■ Document excerpt ■
════════
Select Committee on the Criminal Law in England
- Formation: March 16, 1824
- Founder: Dr Lushington MP
- Dissolved: May 7, 1824
- Purpose: To consider consolidating and amending England's criminal law
- Key people: See § membership
- Parent organization: House of Commons
- Website: Report

= Select Committee on the Criminal Law in England =

United Kingdom House of Commons select committee

The Select Committee on the Criminal Law in England was a select committee of the House of Commons of the Parliament of the United Kingdom appointed to consider consolidating and amending the criminal law of England and Wales.

== Background ==
In the United Kingdom, acts of Parliament remain in force until expressly repealed. Blackstone's Commentaries on the Laws of England, published in the late 18th century, raised questions about the system and structure of the common law and the poor drafting and disorder of the existing statute book.
════════
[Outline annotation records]
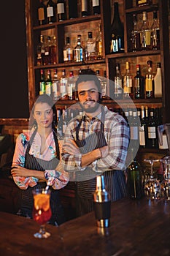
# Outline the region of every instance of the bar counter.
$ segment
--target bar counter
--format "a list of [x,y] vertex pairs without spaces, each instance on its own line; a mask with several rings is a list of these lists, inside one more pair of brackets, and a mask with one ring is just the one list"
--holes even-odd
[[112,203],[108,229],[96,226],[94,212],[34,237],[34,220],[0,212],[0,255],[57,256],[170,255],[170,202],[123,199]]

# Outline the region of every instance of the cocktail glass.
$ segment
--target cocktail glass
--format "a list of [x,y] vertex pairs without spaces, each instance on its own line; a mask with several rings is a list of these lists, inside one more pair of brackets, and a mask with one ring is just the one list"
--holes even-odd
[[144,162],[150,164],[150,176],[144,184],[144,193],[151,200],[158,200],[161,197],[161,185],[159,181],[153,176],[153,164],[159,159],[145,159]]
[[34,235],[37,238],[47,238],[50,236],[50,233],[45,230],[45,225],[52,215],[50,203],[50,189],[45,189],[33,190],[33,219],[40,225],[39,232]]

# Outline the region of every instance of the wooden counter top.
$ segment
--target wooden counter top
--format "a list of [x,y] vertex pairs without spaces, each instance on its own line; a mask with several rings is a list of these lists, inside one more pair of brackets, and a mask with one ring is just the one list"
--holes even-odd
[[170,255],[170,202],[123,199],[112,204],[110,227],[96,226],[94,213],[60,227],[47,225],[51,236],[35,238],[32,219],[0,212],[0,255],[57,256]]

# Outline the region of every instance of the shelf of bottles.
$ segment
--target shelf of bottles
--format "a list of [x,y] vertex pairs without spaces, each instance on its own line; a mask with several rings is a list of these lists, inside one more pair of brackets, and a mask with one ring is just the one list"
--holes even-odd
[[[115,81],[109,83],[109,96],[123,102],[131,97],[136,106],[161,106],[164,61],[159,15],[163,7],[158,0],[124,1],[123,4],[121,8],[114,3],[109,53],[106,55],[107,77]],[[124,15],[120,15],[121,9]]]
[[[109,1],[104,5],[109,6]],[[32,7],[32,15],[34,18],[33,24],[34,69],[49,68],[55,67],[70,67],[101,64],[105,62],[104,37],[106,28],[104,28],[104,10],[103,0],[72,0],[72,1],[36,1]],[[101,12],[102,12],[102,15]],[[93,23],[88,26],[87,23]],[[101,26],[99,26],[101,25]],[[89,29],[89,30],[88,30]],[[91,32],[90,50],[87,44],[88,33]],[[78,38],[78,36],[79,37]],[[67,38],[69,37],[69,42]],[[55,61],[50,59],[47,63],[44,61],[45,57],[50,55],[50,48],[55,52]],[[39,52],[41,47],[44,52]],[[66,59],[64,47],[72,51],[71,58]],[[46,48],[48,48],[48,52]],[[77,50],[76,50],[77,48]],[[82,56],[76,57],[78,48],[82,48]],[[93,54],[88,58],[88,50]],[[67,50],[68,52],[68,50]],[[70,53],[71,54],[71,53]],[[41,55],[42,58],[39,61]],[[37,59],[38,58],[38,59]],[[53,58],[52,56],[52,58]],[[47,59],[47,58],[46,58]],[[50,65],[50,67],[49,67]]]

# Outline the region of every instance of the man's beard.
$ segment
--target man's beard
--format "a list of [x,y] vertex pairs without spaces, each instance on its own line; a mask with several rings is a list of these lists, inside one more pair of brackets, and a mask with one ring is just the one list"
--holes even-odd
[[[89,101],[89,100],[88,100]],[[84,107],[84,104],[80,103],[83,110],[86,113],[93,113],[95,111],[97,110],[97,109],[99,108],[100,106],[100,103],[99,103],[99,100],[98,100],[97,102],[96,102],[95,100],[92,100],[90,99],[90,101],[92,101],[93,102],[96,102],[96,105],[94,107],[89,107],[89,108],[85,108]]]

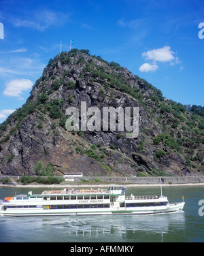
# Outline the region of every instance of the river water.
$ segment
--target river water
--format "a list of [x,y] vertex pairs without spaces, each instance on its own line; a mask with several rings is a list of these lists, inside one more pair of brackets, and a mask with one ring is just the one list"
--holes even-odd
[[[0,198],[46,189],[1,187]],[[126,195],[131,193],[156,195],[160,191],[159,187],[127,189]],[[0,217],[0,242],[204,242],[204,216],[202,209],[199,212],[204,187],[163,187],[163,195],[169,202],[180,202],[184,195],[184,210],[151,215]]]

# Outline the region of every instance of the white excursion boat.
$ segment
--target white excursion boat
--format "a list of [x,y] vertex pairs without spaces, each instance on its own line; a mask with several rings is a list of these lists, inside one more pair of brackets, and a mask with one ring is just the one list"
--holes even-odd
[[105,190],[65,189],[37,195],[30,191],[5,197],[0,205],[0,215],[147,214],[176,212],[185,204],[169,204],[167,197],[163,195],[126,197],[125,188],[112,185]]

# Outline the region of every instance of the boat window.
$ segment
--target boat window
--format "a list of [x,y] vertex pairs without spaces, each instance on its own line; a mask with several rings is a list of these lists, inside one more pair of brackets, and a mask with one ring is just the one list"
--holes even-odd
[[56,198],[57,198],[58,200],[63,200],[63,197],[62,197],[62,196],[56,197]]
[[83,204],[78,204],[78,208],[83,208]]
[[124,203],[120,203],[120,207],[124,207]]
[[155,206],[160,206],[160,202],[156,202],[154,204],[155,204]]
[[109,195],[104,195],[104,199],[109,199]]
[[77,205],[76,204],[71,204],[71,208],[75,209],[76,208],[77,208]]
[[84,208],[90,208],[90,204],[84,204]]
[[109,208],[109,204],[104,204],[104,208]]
════════
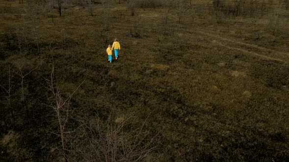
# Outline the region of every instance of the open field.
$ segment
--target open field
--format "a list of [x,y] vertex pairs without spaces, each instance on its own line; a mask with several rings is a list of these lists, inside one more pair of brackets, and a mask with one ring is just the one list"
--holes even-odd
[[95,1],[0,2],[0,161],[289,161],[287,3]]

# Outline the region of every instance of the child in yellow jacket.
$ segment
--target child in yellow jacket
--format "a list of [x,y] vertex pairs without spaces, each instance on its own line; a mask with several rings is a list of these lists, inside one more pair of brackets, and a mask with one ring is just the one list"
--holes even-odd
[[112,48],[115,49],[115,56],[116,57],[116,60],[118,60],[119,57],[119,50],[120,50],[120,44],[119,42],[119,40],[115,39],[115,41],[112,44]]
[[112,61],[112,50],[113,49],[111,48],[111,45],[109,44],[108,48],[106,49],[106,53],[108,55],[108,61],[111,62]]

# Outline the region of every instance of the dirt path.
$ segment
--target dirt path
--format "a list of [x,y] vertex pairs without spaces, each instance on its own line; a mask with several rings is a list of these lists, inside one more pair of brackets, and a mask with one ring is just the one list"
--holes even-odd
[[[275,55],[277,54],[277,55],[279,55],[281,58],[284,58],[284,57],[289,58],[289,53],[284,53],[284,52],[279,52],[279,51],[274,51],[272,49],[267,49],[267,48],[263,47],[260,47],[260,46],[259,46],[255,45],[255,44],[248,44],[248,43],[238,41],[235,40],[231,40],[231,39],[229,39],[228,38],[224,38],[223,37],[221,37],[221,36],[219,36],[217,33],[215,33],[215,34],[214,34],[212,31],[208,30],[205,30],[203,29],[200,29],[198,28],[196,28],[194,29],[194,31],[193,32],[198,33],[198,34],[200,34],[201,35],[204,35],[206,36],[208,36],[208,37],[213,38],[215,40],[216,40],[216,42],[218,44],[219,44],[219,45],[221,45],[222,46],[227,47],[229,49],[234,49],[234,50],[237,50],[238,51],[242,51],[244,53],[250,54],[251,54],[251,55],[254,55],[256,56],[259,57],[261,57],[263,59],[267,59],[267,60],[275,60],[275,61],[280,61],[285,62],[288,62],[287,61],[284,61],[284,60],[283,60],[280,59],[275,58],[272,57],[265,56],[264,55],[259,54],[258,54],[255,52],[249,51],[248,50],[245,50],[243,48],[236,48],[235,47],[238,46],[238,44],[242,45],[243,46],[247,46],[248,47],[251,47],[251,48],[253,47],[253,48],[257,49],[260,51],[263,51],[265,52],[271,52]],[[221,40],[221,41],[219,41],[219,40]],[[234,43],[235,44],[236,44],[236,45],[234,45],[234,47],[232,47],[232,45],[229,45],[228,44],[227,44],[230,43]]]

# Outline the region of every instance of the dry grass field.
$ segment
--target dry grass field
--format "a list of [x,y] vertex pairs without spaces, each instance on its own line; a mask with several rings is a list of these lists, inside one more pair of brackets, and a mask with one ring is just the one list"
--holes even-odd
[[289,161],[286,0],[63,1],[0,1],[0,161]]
════════
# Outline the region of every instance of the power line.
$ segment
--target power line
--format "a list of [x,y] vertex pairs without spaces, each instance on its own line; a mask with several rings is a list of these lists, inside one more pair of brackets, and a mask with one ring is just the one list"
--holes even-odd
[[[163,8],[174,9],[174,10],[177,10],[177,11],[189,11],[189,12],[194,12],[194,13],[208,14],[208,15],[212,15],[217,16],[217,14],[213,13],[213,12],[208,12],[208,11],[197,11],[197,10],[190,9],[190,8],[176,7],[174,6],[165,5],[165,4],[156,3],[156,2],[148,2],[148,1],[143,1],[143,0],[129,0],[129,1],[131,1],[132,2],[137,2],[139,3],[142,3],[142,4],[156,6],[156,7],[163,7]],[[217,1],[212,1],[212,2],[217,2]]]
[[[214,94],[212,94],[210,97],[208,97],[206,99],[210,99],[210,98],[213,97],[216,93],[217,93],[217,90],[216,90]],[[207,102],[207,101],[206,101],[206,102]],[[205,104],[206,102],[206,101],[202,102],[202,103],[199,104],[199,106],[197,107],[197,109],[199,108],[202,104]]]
════════
■ Tasks and exercises ■
(a) Translate this sentence from the passage on the criminal law select committee into Spanish: "In the United Kingdom, acts of Parliament remain in force until expressly repealed."
(b) Transcribe the passage on the criminal law select committee between "United Kingdom House" and "England and Wales.", inclusive.

■ Results of the tasks ■
(a) En el Reino Unido, las leyes del Parlamento permanecen en vigor hasta que se derogan expresamente.

(b)
United Kingdom House of Commons select committee

The Select Committee on the Criminal Law in England was a select committee of the House of Commons of the Parliament of the United Kingdom appointed to consider consolidating and amending the criminal law of England and Wales.